## MATERIAL TO PROCESS
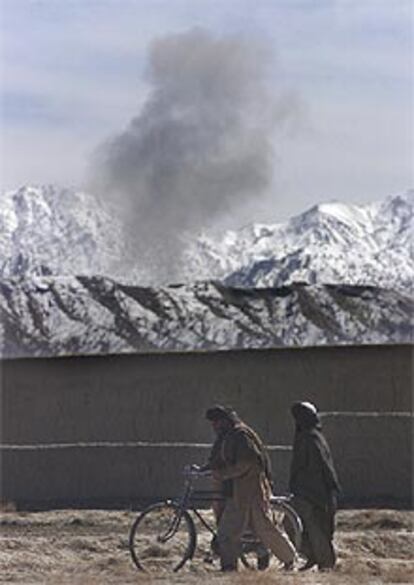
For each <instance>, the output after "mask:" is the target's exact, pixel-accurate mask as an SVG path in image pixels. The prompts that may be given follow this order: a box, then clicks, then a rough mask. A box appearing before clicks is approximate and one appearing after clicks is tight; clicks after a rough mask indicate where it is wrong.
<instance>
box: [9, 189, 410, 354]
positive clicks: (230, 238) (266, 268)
mask: <svg viewBox="0 0 414 585" xmlns="http://www.w3.org/2000/svg"><path fill="white" fill-rule="evenodd" d="M413 198H414V192H413V191H409V192H407V193H406V194H405V195H400V196H397V197H391V198H389V199H387V200H386V201H385V202H382V203H376V204H371V205H366V206H355V205H344V204H341V203H329V204H327V203H324V204H321V205H318V206H315V207H313V208H312V209H310V210H309V211H307V212H305V213H303V214H301V215H298V216H296V217H294V218H292V219H291V220H290V221H288V222H286V223H284V224H268V225H264V224H252V225H250V226H248V227H245V228H243V229H241V230H238V231H228V232H226V233H224V234H223V235H222V236H221V237H214V238H213V237H212V236H211V235H210V236H208V235H204V236H203V237H199V238H198V239H193V240H191V241H189V242H188V246H187V249H186V252H185V254H186V262H185V263H184V264H185V267H186V272H183V274H182V279H181V280H182V283H183V284H181V285H170V286H167V285H160V283H159V282H158V283H157V282H154V283H148V281H147V280H145V279H144V278H143V276H142V272H140V270H141V269H142V267H138V266H137V268H136V271H135V273H134V271H133V270H131V265H130V264H128V267H127V269H126V265H125V262H124V249H123V246H124V239H123V234H122V225H121V224H120V223H119V221H117V219H116V214H114V213H111V211H110V210H108V208H107V207H105V206H103V205H102V204H101V203H100V202H99V201H97V200H96V199H95V198H94V197H92V196H91V195H88V194H87V193H81V192H73V191H70V190H65V189H63V190H62V189H57V188H54V187H38V188H34V187H25V188H22V189H19V190H18V191H14V192H8V193H6V194H4V195H2V197H1V205H0V354H2V355H4V356H9V357H11V356H43V355H49V356H54V355H66V354H77V353H82V354H95V353H107V352H109V353H118V352H132V351H147V350H194V349H231V348H248V347H249V348H250V347H255V348H259V347H274V346H303V345H320V344H344V343H349V344H355V343H357V344H362V343H399V342H412V332H413V315H414V305H413V300H412V287H413V282H414V259H413V253H412V241H411V238H412V233H413V232H412V230H413ZM100 275H102V276H100ZM144 284H145V286H143V285H144ZM147 284H148V285H150V284H151V286H146V285H147Z"/></svg>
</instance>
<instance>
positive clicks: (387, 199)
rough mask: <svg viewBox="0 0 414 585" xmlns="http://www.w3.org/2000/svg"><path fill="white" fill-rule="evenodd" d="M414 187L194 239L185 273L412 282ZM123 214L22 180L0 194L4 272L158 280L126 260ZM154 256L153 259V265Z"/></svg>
mask: <svg viewBox="0 0 414 585" xmlns="http://www.w3.org/2000/svg"><path fill="white" fill-rule="evenodd" d="M413 204H414V191H408V192H407V193H406V194H404V195H399V196H396V197H390V198H389V199H387V200H386V201H384V202H382V203H375V204H370V205H365V206H357V205H345V204H343V203H323V204H321V205H317V206H314V207H313V208H311V209H309V210H308V211H306V212H304V213H302V214H300V215H298V216H296V217H294V218H292V219H291V220H290V221H288V222H286V223H279V224H268V225H265V224H252V225H249V226H247V227H244V228H242V229H240V230H237V231H236V230H233V231H227V232H225V233H224V234H222V236H221V237H217V236H215V237H213V236H211V235H210V236H209V235H208V234H207V235H204V236H202V237H200V238H198V239H196V240H195V239H193V240H191V241H188V247H187V251H186V255H185V262H184V265H183V269H182V274H180V277H179V279H178V280H179V281H183V282H191V281H194V280H213V279H214V280H220V281H222V282H224V283H226V284H228V285H231V286H239V287H245V288H255V287H268V286H282V285H284V284H290V283H293V282H307V283H348V284H355V285H372V286H381V287H387V288H398V289H399V290H402V291H404V290H405V291H412V286H413V282H414V257H413V250H412V235H413ZM124 246H125V241H124V239H123V237H122V226H121V225H120V224H119V223H117V221H116V215H115V214H113V213H111V212H110V210H108V209H107V208H104V207H103V206H102V204H100V202H99V200H97V199H95V198H94V197H92V196H91V195H89V194H87V193H81V192H74V191H70V190H68V189H58V188H56V187H51V186H48V187H37V188H35V187H24V188H22V189H19V190H18V191H15V192H8V193H5V194H4V195H2V196H1V206H0V277H11V276H16V275H27V276H30V275H33V274H54V275H79V274H83V275H90V276H92V275H96V274H103V275H106V276H109V277H112V278H115V279H117V280H122V281H124V282H136V283H138V284H146V285H147V284H148V285H151V286H152V285H154V286H156V285H160V284H161V282H160V281H159V280H157V275H156V274H155V273H154V270H152V271H150V270H147V272H146V273H144V272H143V267H142V266H137V265H136V266H131V264H130V263H128V265H127V264H126V261H125V258H126V254H125V250H124V249H123V247H124ZM155 260H156V259H154V265H155V264H156V262H155Z"/></svg>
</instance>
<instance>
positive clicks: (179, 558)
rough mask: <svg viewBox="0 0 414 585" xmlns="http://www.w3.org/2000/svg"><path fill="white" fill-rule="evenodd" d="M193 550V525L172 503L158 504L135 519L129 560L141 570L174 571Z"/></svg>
mask: <svg viewBox="0 0 414 585" xmlns="http://www.w3.org/2000/svg"><path fill="white" fill-rule="evenodd" d="M195 547H196V531H195V527H194V522H193V520H192V518H191V516H190V515H189V513H188V512H186V511H185V510H184V511H182V510H181V509H180V508H179V507H178V506H177V505H176V504H173V503H170V502H159V503H157V504H153V505H152V506H149V507H148V508H146V509H145V510H144V511H143V512H141V514H140V515H139V516H138V517H137V519H136V520H135V522H134V524H133V525H132V527H131V531H130V535H129V550H130V552H131V555H132V559H133V561H134V563H135V565H136V566H137V568H138V569H140V570H141V571H145V572H147V573H160V572H166V571H178V570H179V569H181V567H182V566H183V565H184V564H185V562H186V561H187V560H188V559H190V558H192V556H193V554H194V550H195Z"/></svg>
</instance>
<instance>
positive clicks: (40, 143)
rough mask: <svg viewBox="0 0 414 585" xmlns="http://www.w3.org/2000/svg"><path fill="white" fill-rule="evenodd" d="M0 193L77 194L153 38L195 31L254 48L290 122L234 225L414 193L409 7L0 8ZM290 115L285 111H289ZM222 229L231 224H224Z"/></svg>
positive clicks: (344, 2) (148, 83) (410, 34)
mask: <svg viewBox="0 0 414 585" xmlns="http://www.w3.org/2000/svg"><path fill="white" fill-rule="evenodd" d="M0 6H1V12H0V16H1V22H0V27H1V29H0V37H1V55H0V57H1V59H0V61H1V72H0V73H1V93H2V100H1V160H2V162H1V164H2V168H1V181H0V188H1V190H2V191H3V190H4V189H12V188H18V187H19V186H21V185H22V184H27V183H31V184H33V183H35V184H39V183H51V182H57V183H59V184H61V185H65V186H74V187H81V186H82V185H83V184H84V181H85V177H86V171H87V168H88V165H89V163H90V160H91V153H92V152H93V151H94V150H95V149H96V147H97V146H98V145H99V144H101V143H102V141H103V140H105V139H107V138H108V137H111V136H114V135H117V134H120V133H122V132H123V131H124V129H125V128H127V127H128V125H129V123H130V121H131V120H132V119H133V118H136V117H137V116H139V115H140V111H141V109H142V108H143V106H144V104H145V103H146V100H147V97H148V94H149V91H150V84H149V81H148V75H146V72H147V69H148V48H149V45H150V44H151V43H152V42H153V41H154V39H161V38H163V37H165V36H166V35H172V34H179V33H186V31H188V30H191V29H194V27H201V28H202V29H203V30H205V31H208V33H209V34H211V35H215V37H217V38H223V39H225V38H227V37H229V36H230V37H231V36H234V35H241V36H242V37H243V38H244V39H251V40H252V42H257V41H263V42H264V43H266V44H267V45H268V46H269V47H270V48H271V51H272V53H273V56H274V60H273V61H272V65H271V67H270V69H269V70H268V71H267V73H266V75H267V76H268V79H267V81H268V83H269V85H270V86H272V85H273V86H274V90H275V94H277V95H278V96H282V98H283V96H284V98H283V99H285V100H286V103H287V104H288V105H289V106H290V105H291V104H295V112H296V114H295V116H294V117H293V118H292V120H291V121H290V123H289V124H287V125H286V127H285V128H284V130H283V132H281V131H280V128H279V131H278V132H277V133H276V134H275V137H274V153H273V154H274V182H273V185H272V187H271V188H270V189H269V190H268V192H267V194H264V195H263V196H262V197H261V198H260V199H258V200H257V201H254V200H252V201H251V204H250V205H247V206H244V208H243V209H244V211H242V212H240V217H238V218H237V221H239V220H240V221H241V222H243V221H246V220H248V219H258V220H262V221H278V220H281V219H284V218H286V217H287V216H290V215H292V214H294V213H298V212H300V211H303V210H305V208H307V207H309V206H310V205H312V204H313V203H315V202H320V201H323V200H333V199H337V200H344V201H351V202H360V203H364V202H367V201H371V200H376V199H381V198H383V197H385V196H387V195H391V194H395V193H398V192H400V191H405V190H406V189H408V188H409V187H412V186H413V182H414V181H413V133H414V128H413V103H412V100H413V77H412V67H413V13H412V11H413V3H412V0H392V1H391V0H62V1H59V0H0ZM290 102H291V103H290ZM228 221H229V224H230V220H228Z"/></svg>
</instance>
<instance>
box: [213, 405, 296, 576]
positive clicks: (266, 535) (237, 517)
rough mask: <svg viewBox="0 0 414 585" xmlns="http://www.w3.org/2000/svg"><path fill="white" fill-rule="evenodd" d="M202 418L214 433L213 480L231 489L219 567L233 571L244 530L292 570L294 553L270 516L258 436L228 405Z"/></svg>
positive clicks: (221, 515)
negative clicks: (229, 407) (249, 533)
mask: <svg viewBox="0 0 414 585" xmlns="http://www.w3.org/2000/svg"><path fill="white" fill-rule="evenodd" d="M206 418H207V420H209V421H210V422H211V424H212V426H213V429H214V431H215V433H216V435H217V441H216V443H215V445H214V446H213V450H212V456H211V457H210V461H209V467H210V468H211V469H212V471H213V477H214V479H215V480H216V481H219V482H224V485H225V486H226V485H227V489H229V490H230V491H229V492H228V494H229V495H228V497H227V498H226V503H225V506H224V509H222V510H221V511H220V517H219V521H218V536H217V538H218V548H219V555H220V562H221V570H222V571H235V570H237V563H238V557H239V556H240V552H241V537H242V535H243V533H244V532H245V531H246V530H247V529H251V530H252V531H253V532H254V533H255V535H256V536H257V537H258V538H259V539H260V541H261V542H262V543H263V544H264V545H265V546H266V547H267V548H268V549H270V550H271V551H272V552H273V553H274V554H275V555H276V556H277V557H278V558H279V559H280V560H281V561H282V562H283V563H284V564H285V567H286V568H291V567H292V566H293V562H294V559H295V556H296V551H295V549H294V547H293V545H292V543H291V542H290V541H289V539H288V538H287V537H286V536H285V535H284V534H283V533H282V532H281V531H280V530H279V529H278V528H277V527H276V526H275V525H274V524H273V522H272V520H271V517H270V506H269V496H270V493H271V489H270V483H269V464H268V459H267V455H266V453H265V449H264V445H263V443H262V441H261V439H260V438H259V436H258V435H257V434H256V433H255V432H254V431H253V430H252V429H251V428H250V427H248V426H247V425H246V424H245V423H243V422H242V421H241V420H240V418H239V417H238V416H237V414H236V413H235V412H234V411H233V410H232V409H231V408H227V407H223V406H219V405H218V406H214V407H212V408H209V409H208V410H207V412H206ZM227 482H230V483H227Z"/></svg>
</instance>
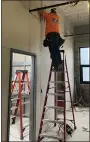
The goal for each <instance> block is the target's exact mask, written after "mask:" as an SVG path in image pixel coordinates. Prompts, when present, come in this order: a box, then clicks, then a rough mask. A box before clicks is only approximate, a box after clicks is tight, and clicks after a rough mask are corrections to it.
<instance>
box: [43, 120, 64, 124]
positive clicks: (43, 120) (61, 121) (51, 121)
mask: <svg viewBox="0 0 90 142" xmlns="http://www.w3.org/2000/svg"><path fill="white" fill-rule="evenodd" d="M43 121H44V122H50V123H58V124H64V121H63V120H62V121H60V120H50V119H43Z"/></svg>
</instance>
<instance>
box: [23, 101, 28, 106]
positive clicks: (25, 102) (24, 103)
mask: <svg viewBox="0 0 90 142" xmlns="http://www.w3.org/2000/svg"><path fill="white" fill-rule="evenodd" d="M29 103H30V101H27V102H24V103H22V105H24V104H29Z"/></svg>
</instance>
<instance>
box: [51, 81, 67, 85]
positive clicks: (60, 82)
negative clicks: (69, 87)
mask: <svg viewBox="0 0 90 142" xmlns="http://www.w3.org/2000/svg"><path fill="white" fill-rule="evenodd" d="M49 83H56V84H57V83H62V84H64V81H50V82H49Z"/></svg>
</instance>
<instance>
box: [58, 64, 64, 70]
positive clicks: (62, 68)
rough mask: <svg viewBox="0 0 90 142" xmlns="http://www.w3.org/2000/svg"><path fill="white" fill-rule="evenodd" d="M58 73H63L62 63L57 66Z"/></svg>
mask: <svg viewBox="0 0 90 142" xmlns="http://www.w3.org/2000/svg"><path fill="white" fill-rule="evenodd" d="M58 71H63V63H60V64H59V66H58Z"/></svg>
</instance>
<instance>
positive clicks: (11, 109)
mask: <svg viewBox="0 0 90 142" xmlns="http://www.w3.org/2000/svg"><path fill="white" fill-rule="evenodd" d="M16 108H18V107H12V108H10V109H11V110H13V109H16Z"/></svg>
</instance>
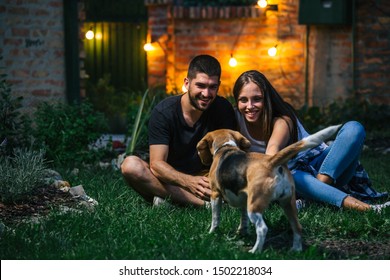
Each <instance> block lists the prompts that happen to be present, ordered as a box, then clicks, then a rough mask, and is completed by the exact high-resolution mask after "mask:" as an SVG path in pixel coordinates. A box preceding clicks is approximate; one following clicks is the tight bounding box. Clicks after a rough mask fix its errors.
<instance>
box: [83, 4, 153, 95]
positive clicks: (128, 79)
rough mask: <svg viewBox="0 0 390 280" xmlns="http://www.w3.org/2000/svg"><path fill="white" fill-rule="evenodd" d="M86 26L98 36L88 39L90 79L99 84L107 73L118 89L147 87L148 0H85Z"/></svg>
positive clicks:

## YOUR GOAL
Only the lines from the one containing "box: [51, 81, 67, 85]" through the last line of the records above should be repeated, exactly and without pictures.

## EXPECTED ANSWER
box: [51, 81, 67, 85]
positive clicks: (60, 82)
negative clicks: (69, 87)
mask: <svg viewBox="0 0 90 142" xmlns="http://www.w3.org/2000/svg"><path fill="white" fill-rule="evenodd" d="M49 83H56V84H57V83H62V84H64V81H50V82H49Z"/></svg>
</instance>
<instance>
box: [58, 64, 64, 70]
positive clicks: (62, 68)
rough mask: <svg viewBox="0 0 90 142" xmlns="http://www.w3.org/2000/svg"><path fill="white" fill-rule="evenodd" d="M58 73H63L62 63L57 66Z"/></svg>
mask: <svg viewBox="0 0 90 142" xmlns="http://www.w3.org/2000/svg"><path fill="white" fill-rule="evenodd" d="M58 71H63V63H60V64H59V66H58Z"/></svg>
</instance>
<instance>
positive clicks: (11, 109)
mask: <svg viewBox="0 0 90 142" xmlns="http://www.w3.org/2000/svg"><path fill="white" fill-rule="evenodd" d="M16 108H18V107H12V108H10V109H11V110H13V109H16Z"/></svg>
</instance>
Each <instance> block lists the prompts that happen to be present, ordered as a box, then clicks, then a rough mask, and is completed by the exact high-resolution mask after "mask:" as an SVG path in pixel coordinates. A box preceding clicks is approximate; one following clicks is the tight bounding box. Clicks after a rough mask fix its errors.
<instance>
box: [83, 4, 153, 95]
positive clicks: (128, 79)
rough mask: <svg viewBox="0 0 390 280" xmlns="http://www.w3.org/2000/svg"><path fill="white" fill-rule="evenodd" d="M86 26L98 36L88 39L90 79L99 84L107 73L118 89L147 87L148 0H85Z"/></svg>
positive clicks:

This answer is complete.